Instruction ▸
Reproduce the transcript about Peter's motorsport career below word for word, keeping its line breaks.

Extracted text ▸

[start]

He was blessed as well.
He had a lot of luck

so, you know, Lady Luck
smiled on him

for a very long period of time.

He, he got away
with a lotta stuff.

That's when the Peter
Perfect era really began.

Peter, does this
win mean more to you

than any other win
in your motorsport career?

Probably similar to first time
at Bathurst.

Because he went and beat
the best rally drivers

in the world
in a one, two, three victory

that nobody ever expected
could happen.

He showed them that he wasn't
just there for the media.

You know, I had to tell him also

that he was going to become
a father.

There were so many layers to
this and what an amazing year.

I had no

comprehension of what it would
mean to step into a life

where you lived
in the limelight,

where you had to deal with media

and all the stresses that
involved in Peter's life.

I think she had a way
of putting things that

maybe did bring him down
to earth a little bit

and make him feel comfortable

with what was going on
around him.

Mum was there
in the pits doing timing.

[end]

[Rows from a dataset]
[start]

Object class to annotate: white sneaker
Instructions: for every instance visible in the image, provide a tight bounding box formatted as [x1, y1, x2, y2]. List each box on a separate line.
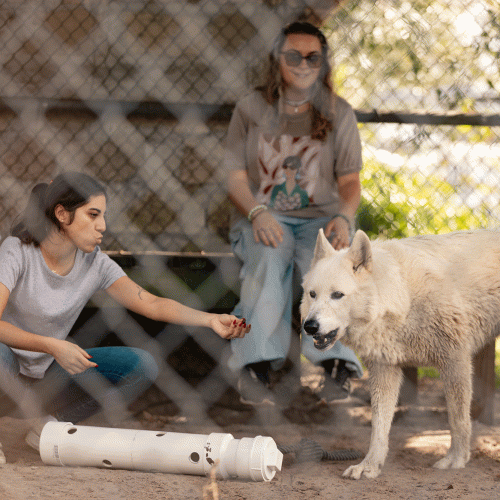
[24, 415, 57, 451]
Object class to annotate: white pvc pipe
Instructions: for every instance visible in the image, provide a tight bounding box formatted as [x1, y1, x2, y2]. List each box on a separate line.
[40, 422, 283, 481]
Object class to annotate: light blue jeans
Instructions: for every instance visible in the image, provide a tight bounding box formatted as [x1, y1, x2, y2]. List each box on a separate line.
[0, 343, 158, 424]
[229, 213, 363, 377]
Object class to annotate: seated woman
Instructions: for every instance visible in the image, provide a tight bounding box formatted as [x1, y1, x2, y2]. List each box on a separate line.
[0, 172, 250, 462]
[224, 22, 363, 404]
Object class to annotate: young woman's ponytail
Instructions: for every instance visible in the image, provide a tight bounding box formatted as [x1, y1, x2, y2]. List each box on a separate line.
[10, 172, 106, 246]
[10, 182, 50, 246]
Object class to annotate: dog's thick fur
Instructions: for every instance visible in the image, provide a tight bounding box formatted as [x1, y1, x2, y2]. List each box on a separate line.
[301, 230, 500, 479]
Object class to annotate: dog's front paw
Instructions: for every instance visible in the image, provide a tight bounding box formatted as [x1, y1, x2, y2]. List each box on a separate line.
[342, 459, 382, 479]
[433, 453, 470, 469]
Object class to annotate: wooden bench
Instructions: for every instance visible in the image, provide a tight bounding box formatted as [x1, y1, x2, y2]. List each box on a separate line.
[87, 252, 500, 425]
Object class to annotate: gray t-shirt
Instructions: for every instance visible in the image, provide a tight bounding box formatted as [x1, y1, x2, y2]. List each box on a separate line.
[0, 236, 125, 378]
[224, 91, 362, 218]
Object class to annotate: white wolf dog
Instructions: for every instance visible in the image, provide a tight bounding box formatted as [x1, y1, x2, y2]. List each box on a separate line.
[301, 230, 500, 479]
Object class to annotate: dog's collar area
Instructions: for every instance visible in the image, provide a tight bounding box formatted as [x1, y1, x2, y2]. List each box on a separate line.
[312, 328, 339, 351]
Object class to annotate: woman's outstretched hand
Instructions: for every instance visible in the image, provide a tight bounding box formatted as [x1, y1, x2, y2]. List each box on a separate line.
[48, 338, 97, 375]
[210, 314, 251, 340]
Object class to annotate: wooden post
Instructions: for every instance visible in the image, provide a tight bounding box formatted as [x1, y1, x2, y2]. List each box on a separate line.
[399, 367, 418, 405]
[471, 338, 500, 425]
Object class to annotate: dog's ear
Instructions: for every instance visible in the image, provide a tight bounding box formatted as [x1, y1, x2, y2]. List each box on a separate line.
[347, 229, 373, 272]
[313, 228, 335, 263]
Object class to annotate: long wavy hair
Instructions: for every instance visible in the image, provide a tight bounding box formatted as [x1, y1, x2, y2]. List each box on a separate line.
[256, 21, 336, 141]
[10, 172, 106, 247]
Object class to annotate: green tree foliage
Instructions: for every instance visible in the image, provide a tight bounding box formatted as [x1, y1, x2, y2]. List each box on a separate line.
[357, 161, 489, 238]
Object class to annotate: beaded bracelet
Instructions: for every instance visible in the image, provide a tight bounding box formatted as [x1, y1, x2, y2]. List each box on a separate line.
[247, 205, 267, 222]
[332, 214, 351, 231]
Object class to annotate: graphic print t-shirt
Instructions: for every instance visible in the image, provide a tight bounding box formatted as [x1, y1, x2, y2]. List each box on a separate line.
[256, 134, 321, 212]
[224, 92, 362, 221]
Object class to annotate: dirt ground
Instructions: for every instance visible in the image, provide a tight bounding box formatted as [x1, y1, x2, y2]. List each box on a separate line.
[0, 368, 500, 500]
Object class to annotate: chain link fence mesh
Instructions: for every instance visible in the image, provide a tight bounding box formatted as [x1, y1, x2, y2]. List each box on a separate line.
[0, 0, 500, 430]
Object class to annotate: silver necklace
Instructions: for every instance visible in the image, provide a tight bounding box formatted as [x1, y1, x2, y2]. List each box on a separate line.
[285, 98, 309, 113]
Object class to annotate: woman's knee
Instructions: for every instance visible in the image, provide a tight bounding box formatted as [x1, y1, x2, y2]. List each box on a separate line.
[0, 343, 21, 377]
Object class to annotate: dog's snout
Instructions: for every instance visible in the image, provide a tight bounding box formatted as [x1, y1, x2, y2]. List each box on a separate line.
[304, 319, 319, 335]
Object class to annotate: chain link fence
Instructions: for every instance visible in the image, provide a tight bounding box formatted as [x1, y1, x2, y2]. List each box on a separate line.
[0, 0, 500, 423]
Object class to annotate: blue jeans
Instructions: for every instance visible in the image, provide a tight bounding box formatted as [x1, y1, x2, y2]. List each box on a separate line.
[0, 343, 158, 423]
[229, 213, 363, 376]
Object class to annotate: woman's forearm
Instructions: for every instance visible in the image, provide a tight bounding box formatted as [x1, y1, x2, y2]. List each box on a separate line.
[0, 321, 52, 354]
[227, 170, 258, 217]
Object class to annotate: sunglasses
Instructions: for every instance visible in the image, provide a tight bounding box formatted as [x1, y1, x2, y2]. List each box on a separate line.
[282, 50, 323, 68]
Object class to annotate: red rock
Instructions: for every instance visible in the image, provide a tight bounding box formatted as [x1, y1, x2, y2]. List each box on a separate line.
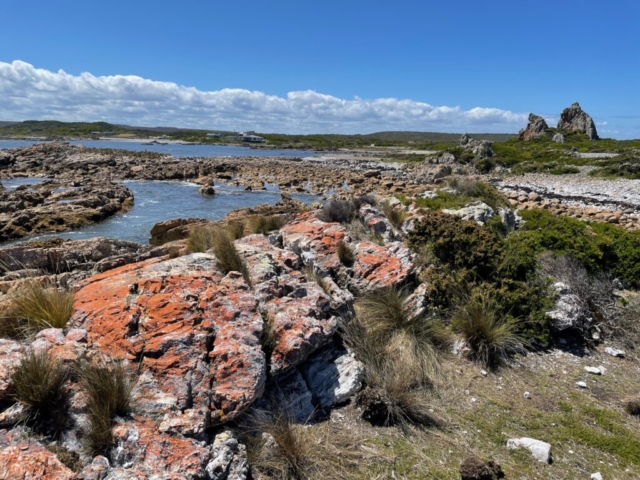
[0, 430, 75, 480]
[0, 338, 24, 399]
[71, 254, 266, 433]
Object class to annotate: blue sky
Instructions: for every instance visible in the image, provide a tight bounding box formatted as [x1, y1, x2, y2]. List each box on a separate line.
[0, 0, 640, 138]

[end]
[start]

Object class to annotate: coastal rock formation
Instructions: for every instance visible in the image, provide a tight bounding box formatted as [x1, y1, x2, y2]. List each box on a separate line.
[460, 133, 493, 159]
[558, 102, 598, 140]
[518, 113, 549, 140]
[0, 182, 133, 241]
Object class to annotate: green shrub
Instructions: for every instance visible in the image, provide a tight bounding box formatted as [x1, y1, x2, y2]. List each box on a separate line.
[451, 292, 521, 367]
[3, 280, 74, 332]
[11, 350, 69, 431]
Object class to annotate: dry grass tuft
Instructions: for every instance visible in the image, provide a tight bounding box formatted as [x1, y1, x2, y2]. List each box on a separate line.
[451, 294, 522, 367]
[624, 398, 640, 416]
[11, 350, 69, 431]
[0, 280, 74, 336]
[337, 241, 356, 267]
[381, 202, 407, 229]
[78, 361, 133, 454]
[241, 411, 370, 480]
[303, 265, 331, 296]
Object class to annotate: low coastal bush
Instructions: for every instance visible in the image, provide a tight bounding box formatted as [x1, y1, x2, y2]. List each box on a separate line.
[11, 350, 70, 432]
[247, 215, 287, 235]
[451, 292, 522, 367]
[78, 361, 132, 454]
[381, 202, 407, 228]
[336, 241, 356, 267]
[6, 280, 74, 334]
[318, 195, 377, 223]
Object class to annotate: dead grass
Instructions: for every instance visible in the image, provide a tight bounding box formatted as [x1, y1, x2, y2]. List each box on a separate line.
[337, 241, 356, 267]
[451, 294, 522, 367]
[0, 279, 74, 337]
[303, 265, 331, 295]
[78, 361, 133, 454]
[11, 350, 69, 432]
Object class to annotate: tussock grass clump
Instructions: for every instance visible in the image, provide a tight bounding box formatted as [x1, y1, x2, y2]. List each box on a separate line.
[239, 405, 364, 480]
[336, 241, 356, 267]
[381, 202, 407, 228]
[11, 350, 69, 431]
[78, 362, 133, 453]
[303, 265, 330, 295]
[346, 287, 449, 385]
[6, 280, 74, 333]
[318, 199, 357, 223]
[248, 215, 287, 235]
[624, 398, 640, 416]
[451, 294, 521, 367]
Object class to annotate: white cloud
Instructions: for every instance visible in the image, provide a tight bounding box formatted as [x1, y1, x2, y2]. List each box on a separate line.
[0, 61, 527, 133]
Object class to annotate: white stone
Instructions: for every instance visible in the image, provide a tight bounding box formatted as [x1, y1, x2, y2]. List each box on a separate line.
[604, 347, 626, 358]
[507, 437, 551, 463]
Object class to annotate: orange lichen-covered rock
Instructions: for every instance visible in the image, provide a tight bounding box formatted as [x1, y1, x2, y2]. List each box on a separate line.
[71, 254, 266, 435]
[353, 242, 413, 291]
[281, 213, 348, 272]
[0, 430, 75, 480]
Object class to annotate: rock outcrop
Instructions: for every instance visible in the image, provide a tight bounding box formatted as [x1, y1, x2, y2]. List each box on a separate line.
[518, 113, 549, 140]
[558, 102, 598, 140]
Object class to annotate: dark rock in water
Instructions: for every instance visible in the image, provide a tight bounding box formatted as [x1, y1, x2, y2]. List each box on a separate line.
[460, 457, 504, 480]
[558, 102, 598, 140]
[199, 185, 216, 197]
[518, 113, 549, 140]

[end]
[start]

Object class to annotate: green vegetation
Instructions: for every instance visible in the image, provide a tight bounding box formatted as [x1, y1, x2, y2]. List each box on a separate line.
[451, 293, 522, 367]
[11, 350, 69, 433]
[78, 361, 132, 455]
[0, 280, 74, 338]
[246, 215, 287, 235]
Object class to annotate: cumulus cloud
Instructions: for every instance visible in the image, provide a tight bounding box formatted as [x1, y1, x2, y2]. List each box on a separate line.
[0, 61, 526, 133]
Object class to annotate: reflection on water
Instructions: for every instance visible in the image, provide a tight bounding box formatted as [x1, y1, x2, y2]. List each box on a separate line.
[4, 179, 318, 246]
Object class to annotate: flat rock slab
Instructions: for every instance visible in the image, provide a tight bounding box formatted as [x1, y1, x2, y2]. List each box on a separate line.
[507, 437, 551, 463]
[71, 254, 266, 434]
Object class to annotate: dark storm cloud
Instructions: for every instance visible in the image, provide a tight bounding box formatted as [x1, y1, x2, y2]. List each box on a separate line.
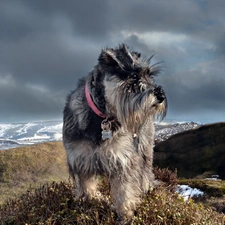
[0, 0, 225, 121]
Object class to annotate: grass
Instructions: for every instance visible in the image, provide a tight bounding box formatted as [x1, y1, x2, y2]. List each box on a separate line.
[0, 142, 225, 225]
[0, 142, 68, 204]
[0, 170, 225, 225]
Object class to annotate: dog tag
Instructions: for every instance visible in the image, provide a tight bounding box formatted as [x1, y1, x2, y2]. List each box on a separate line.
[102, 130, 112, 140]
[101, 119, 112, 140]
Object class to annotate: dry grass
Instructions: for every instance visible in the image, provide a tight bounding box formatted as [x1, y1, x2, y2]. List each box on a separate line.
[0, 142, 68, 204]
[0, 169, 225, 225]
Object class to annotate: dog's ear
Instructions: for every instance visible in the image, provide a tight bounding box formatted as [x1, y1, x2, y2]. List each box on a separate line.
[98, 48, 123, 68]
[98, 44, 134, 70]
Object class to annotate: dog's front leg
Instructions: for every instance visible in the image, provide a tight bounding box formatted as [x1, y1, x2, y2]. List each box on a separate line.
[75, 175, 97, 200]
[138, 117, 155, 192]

[end]

Final result ▸
He was blessed as well.
He had a lot of luck

so, you know, Lady Luck
smiled on him

for a very long period of time.

He, he got away
with a lotta stuff.

That's when the Peter
Perfect era really began.

Peter, does this
win mean more to you

than any other win
in your motorsport career?

Probably similar to first time
at Bathurst.

Because he went and beat
the best rally drivers

in the world
in a one, two, three victory

that nobody ever expected
could happen.

He showed them that he wasn't
just there for the media.

You know, I had to tell him also

that he was going to become
a father.

There were so many layers to
this and what an amazing year.

I had no

comprehension of what it would
mean to step into a life

where you lived
in the limelight,

where you had to deal with media

and all the stresses that
involved in Peter's life.

I think she had a way
of putting things that

maybe did bring him down
to earth a little bit

and make him feel comfortable

with what was going on
around him.

Mum was there
in the pits doing timing.